-- start of AVAILABLE RECORDS --
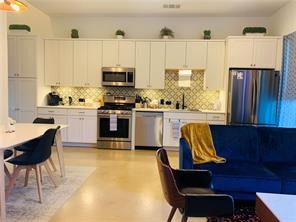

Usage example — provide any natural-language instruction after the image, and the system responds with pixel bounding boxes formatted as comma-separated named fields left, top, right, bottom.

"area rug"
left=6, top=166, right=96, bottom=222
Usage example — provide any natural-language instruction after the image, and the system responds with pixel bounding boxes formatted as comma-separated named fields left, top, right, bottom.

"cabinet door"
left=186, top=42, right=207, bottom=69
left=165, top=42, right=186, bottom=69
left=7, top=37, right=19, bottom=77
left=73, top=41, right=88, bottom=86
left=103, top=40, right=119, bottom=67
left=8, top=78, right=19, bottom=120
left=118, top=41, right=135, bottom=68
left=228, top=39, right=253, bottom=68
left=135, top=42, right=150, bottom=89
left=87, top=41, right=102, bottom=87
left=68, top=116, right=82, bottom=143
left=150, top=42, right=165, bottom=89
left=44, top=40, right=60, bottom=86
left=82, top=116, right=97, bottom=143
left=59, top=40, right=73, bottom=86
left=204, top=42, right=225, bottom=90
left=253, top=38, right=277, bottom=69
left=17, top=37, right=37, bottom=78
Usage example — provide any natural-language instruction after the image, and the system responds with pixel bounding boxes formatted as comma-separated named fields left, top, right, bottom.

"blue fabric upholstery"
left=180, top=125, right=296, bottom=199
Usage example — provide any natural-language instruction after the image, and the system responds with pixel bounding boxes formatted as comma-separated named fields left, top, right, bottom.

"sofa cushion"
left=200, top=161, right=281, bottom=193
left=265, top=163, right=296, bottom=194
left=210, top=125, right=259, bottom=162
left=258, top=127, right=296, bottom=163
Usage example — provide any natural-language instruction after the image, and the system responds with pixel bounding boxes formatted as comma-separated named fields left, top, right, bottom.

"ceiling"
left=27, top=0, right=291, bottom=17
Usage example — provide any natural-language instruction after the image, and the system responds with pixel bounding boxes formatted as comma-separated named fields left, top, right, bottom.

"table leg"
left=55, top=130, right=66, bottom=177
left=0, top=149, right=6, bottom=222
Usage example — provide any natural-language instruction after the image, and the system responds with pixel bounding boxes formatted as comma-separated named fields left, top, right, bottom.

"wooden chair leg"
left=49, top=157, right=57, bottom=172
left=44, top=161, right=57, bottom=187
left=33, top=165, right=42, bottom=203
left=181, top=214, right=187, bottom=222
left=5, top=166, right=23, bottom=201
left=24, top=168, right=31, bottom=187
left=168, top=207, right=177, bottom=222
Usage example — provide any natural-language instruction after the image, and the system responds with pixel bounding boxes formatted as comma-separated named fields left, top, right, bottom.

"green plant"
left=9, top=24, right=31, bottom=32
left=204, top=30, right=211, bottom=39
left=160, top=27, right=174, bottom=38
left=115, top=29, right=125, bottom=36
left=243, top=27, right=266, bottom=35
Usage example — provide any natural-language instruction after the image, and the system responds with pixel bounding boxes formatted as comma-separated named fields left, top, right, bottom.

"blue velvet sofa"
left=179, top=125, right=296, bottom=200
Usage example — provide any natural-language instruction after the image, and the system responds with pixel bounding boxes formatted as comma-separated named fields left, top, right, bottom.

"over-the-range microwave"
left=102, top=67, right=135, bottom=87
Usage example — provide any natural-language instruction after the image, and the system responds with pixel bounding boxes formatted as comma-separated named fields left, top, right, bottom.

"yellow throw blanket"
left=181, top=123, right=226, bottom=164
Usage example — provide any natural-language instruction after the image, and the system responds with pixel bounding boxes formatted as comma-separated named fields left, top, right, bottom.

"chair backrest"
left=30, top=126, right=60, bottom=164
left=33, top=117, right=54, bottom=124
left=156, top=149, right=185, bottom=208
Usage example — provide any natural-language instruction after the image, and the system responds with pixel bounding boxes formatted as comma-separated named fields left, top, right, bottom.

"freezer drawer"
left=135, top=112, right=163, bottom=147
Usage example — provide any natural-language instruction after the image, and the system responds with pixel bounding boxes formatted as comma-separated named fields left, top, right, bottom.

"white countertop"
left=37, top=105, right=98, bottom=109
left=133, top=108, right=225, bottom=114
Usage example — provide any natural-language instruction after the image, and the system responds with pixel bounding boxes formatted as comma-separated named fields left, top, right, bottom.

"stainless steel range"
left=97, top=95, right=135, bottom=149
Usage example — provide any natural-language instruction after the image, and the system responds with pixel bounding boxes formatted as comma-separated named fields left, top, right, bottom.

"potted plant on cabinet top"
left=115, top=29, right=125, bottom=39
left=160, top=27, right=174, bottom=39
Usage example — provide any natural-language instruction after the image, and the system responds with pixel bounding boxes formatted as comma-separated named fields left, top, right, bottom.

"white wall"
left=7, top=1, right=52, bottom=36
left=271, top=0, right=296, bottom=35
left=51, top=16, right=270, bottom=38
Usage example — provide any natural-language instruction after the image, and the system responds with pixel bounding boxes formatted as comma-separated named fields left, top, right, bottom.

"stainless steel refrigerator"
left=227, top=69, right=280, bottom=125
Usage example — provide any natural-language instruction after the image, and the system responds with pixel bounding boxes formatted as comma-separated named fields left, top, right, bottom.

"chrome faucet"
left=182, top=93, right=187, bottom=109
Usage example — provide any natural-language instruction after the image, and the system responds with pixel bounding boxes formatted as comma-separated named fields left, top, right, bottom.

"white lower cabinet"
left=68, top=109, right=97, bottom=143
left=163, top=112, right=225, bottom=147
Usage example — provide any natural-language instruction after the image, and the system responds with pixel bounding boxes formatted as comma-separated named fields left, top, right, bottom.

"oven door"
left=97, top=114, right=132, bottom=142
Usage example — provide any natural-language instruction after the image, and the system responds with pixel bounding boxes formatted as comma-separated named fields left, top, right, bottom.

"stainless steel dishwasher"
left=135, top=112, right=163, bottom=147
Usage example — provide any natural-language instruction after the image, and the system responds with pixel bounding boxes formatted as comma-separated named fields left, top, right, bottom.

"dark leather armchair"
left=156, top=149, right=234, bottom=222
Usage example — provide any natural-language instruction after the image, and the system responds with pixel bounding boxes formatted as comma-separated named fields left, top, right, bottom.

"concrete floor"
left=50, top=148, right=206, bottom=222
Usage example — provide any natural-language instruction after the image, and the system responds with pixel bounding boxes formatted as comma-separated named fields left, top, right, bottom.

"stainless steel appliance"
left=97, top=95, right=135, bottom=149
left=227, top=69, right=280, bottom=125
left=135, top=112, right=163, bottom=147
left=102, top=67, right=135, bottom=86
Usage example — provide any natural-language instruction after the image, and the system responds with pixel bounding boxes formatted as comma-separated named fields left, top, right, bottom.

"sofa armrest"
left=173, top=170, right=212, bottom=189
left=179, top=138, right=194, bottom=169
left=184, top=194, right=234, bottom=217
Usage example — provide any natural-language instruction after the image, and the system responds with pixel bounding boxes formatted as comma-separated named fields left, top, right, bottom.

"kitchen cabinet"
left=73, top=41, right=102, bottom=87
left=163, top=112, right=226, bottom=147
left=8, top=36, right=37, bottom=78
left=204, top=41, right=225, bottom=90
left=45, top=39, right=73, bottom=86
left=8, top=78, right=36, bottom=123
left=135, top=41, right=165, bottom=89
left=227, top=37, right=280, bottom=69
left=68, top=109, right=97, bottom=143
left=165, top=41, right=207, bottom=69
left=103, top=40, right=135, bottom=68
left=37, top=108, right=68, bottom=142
-- end of AVAILABLE RECORDS --
→ JOB: Convert all of the data above into a Markdown table with the columns Row and Line, putting one non-blank line in each row with its row number and skipping blank lines. Leave out the pictures.

→ FULL RESPONSE:
| Row | Line |
|---|---|
| 1 | Usage example — provide any natural-language instruction after the image, and the system responds with pixel bounding boxes formatted as comma-separated named fields left, top, right, bottom. |
| 2 | "area rug" |
| 3 | left=6, top=166, right=96, bottom=222 |
| 4 | Usage example — provide any natural-language instruction after the image, and the system responds with pixel bounding boxes formatted as comma-separated named fields left, top, right, bottom. |
| 5 | "cabinet door" |
| 6 | left=186, top=42, right=207, bottom=69 |
| 7 | left=165, top=42, right=186, bottom=69 |
| 8 | left=7, top=37, right=19, bottom=77 |
| 9 | left=73, top=41, right=88, bottom=86 |
| 10 | left=103, top=40, right=119, bottom=67 |
| 11 | left=8, top=78, right=19, bottom=120 |
| 12 | left=118, top=41, right=135, bottom=68 |
| 13 | left=228, top=39, right=253, bottom=68 |
| 14 | left=135, top=42, right=150, bottom=89 |
| 15 | left=87, top=41, right=102, bottom=87 |
| 16 | left=68, top=116, right=82, bottom=143 |
| 17 | left=150, top=42, right=165, bottom=89 |
| 18 | left=44, top=40, right=60, bottom=86 |
| 19 | left=82, top=116, right=97, bottom=143 |
| 20 | left=59, top=40, right=73, bottom=86 |
| 21 | left=204, top=42, right=225, bottom=90 |
| 22 | left=253, top=38, right=277, bottom=69 |
| 23 | left=17, top=37, right=37, bottom=78 |
| 24 | Usage example — provide any natural-language instruction after the image, and the system responds with pixel bounding boxes formatted as comma-separated named fields left, top, right, bottom. |
| 25 | "blue fabric upholstery" |
| 26 | left=180, top=125, right=296, bottom=199 |
| 27 | Usage example — provide any natural-language instruction after the image, and the system responds with pixel bounding boxes formatted as comma-separated named fields left, top, right, bottom. |
| 28 | "sofa cushion" |
| 29 | left=200, top=161, right=281, bottom=193 |
| 30 | left=265, top=163, right=296, bottom=194 |
| 31 | left=210, top=125, right=259, bottom=162 |
| 32 | left=258, top=127, right=296, bottom=163 |
| 33 | Usage example — provide any natural-language instruction after the image, and the system responds with pixel bounding boxes formatted as comma-separated named fields left, top, right, bottom. |
| 34 | "ceiling" |
| 35 | left=27, top=0, right=291, bottom=17 |
| 36 | Usage example — provide any natural-language instruction after the image, and the system responds with pixel bounding boxes formatted as comma-separated named fields left, top, right, bottom. |
| 37 | "table leg" |
| 38 | left=55, top=130, right=66, bottom=177 |
| 39 | left=0, top=149, right=6, bottom=222 |
| 40 | Usage example — provide any natural-language instruction after the image, and the system responds with pixel bounding boxes formatted as comma-separated named fields left, top, right, bottom. |
| 41 | "wooden chair leg" |
| 42 | left=49, top=157, right=57, bottom=172 |
| 43 | left=44, top=161, right=57, bottom=187 |
| 44 | left=33, top=165, right=42, bottom=203 |
| 45 | left=181, top=214, right=187, bottom=222 |
| 46 | left=5, top=166, right=23, bottom=201 |
| 47 | left=24, top=168, right=31, bottom=187 |
| 48 | left=168, top=207, right=177, bottom=222 |
| 49 | Usage example — provide any natural-language instruction after the image, and the system responds with pixel bounding boxes formatted as comma-separated named fields left, top, right, bottom. |
| 50 | "green plant" |
| 51 | left=9, top=24, right=31, bottom=32 |
| 52 | left=204, top=30, right=211, bottom=39 |
| 53 | left=160, top=27, right=174, bottom=38 |
| 54 | left=115, top=29, right=125, bottom=36 |
| 55 | left=243, top=27, right=266, bottom=35 |
| 56 | Usage example — provide any natural-language instruction after the image, and the system responds with pixel bounding boxes formatted as comma-separated named fields left, top, right, bottom. |
| 57 | "blue velvet sofa" |
| 58 | left=179, top=125, right=296, bottom=200 |
| 59 | Usage example — provide any natural-language instruction after the image, and the system responds with pixel bounding boxes formatted as comma-separated named fields left, top, right, bottom. |
| 60 | "over-the-range microwave" |
| 61 | left=102, top=67, right=135, bottom=87 |
| 62 | Usage example — provide any natural-language instruction after the image, and the system responds with pixel bounding boxes formatted as comma-separated named fields left, top, right, bottom. |
| 63 | "yellow throw blanket" |
| 64 | left=181, top=123, right=226, bottom=164 |
| 65 | Usage example — provide any natural-language instruction after the image, and the system responds with pixel bounding boxes formatted as comma-separated named fields left, top, right, bottom. |
| 66 | "chair backrest" |
| 67 | left=30, top=126, right=60, bottom=164 |
| 68 | left=33, top=117, right=54, bottom=124 |
| 69 | left=156, top=149, right=185, bottom=208 |
| 70 | Usage example — provide any natural-language instruction after the image, and the system responds with pixel bounding boxes formatted as comma-separated named fields left, top, right, bottom. |
| 71 | "freezer drawer" |
| 72 | left=135, top=112, right=163, bottom=147 |
| 73 | Usage example — provide any natural-language instruction after the image, and the system responds with pixel bounding boxes formatted as comma-separated named fields left, top, right, bottom. |
| 74 | "white countertop" |
| 75 | left=37, top=105, right=98, bottom=109 |
| 76 | left=133, top=108, right=225, bottom=114 |
| 77 | Usage example — provide any natural-language instruction after the image, and the system responds with pixel bounding boxes formatted as comma-separated named fields left, top, right, bottom. |
| 78 | "stainless steel range" |
| 79 | left=97, top=95, right=135, bottom=149 |
| 80 | Usage example — provide any natural-language instruction after the image, and the system responds with pixel bounding boxes formatted as comma-separated named fields left, top, right, bottom. |
| 81 | "potted plant on cabinet top" |
| 82 | left=115, top=29, right=125, bottom=39 |
| 83 | left=160, top=27, right=174, bottom=39 |
| 84 | Usage example — provide any natural-language instruction after the image, and the system responds with pixel bounding boxes formatted as comma-separated named fields left, top, right, bottom. |
| 85 | "white wall" |
| 86 | left=7, top=1, right=52, bottom=36 |
| 87 | left=271, top=0, right=296, bottom=35 |
| 88 | left=51, top=16, right=270, bottom=38 |
| 89 | Usage example — provide any natural-language instruction after the image, and the system responds with pixel bounding boxes formatted as comma-separated named fields left, top, right, bottom. |
| 90 | "stainless steel refrigerator" |
| 91 | left=227, top=69, right=280, bottom=125 |
| 92 | Usage example — provide any natural-language instruction after the image, and the system responds with pixel bounding boxes formatted as comma-separated named fields left, top, right, bottom. |
| 93 | "chrome faucet" |
| 94 | left=182, top=93, right=187, bottom=109 |
| 95 | Usage example — provide any natural-language instruction after the image, and the system responds with pixel bounding boxes formatted as comma-separated named fields left, top, right, bottom. |
| 96 | "white lower cabinet" |
| 97 | left=68, top=109, right=97, bottom=143 |
| 98 | left=163, top=112, right=225, bottom=147 |
| 99 | Usage example — provide any natural-language instruction after the image, and the system responds with pixel bounding boxes formatted as comma-separated named fields left, top, right, bottom. |
| 100 | "oven door" |
| 101 | left=97, top=114, right=132, bottom=142 |
| 102 | Usage example — provide any natural-language instruction after the image, and the system responds with pixel bounding boxes formatted as comma-separated named fields left, top, right, bottom. |
| 103 | "stainless steel dishwasher" |
| 104 | left=135, top=112, right=163, bottom=147 |
| 105 | Usage example — provide any natural-language instruction after the image, and the system responds with pixel bounding boxes formatted as comma-separated named fields left, top, right, bottom. |
| 106 | "dark leather armchair" |
| 107 | left=156, top=149, right=234, bottom=222 |
| 108 | Usage example — provide any natural-language instruction after the image, and the system responds with pixel bounding boxes formatted as comma-separated named fields left, top, right, bottom. |
| 109 | "concrete floor" |
| 110 | left=50, top=148, right=206, bottom=222 |
| 111 | Usage example — provide any natural-language instruction after the image, and the system responds with pixel bounding boxes formatted as comma-separated named fields left, top, right, bottom. |
| 112 | "stainless steel appliance" |
| 113 | left=97, top=95, right=135, bottom=149 |
| 114 | left=227, top=69, right=280, bottom=125 |
| 115 | left=135, top=112, right=163, bottom=147 |
| 116 | left=102, top=67, right=135, bottom=86 |
| 117 | Usage example — provide any natural-language instruction after the image, and the system responds with pixel bounding boxes formatted as comma-separated named fields left, top, right, bottom. |
| 118 | "sofa armrest" |
| 119 | left=173, top=170, right=212, bottom=189 |
| 120 | left=179, top=138, right=194, bottom=169 |
| 121 | left=184, top=194, right=234, bottom=217 |
| 122 | Usage example — provide any natural-language instruction after the image, and the system responds with pixel bounding boxes formatted as comma-separated named fields left, top, right, bottom. |
| 123 | "kitchen cabinet" |
| 124 | left=73, top=41, right=102, bottom=87 |
| 125 | left=163, top=112, right=226, bottom=147 |
| 126 | left=8, top=36, right=37, bottom=78 |
| 127 | left=204, top=41, right=225, bottom=90 |
| 128 | left=45, top=39, right=73, bottom=86 |
| 129 | left=8, top=78, right=36, bottom=123 |
| 130 | left=135, top=41, right=165, bottom=89 |
| 131 | left=227, top=37, right=280, bottom=69 |
| 132 | left=68, top=109, right=97, bottom=143 |
| 133 | left=165, top=41, right=207, bottom=69 |
| 134 | left=103, top=40, right=135, bottom=68 |
| 135 | left=37, top=108, right=68, bottom=142 |